[Data entries]
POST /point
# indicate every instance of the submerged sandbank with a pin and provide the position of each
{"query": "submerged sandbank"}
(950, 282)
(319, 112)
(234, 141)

Task description. Return exactly what appears in the records from the line with "# indicate every" through the final line, and nothing else.

Problem solution.
# indicate every instance of the submerged sandbank with a pin and provide the position of each
{"query": "submerged sandbank"}
(950, 282)
(319, 112)
(234, 141)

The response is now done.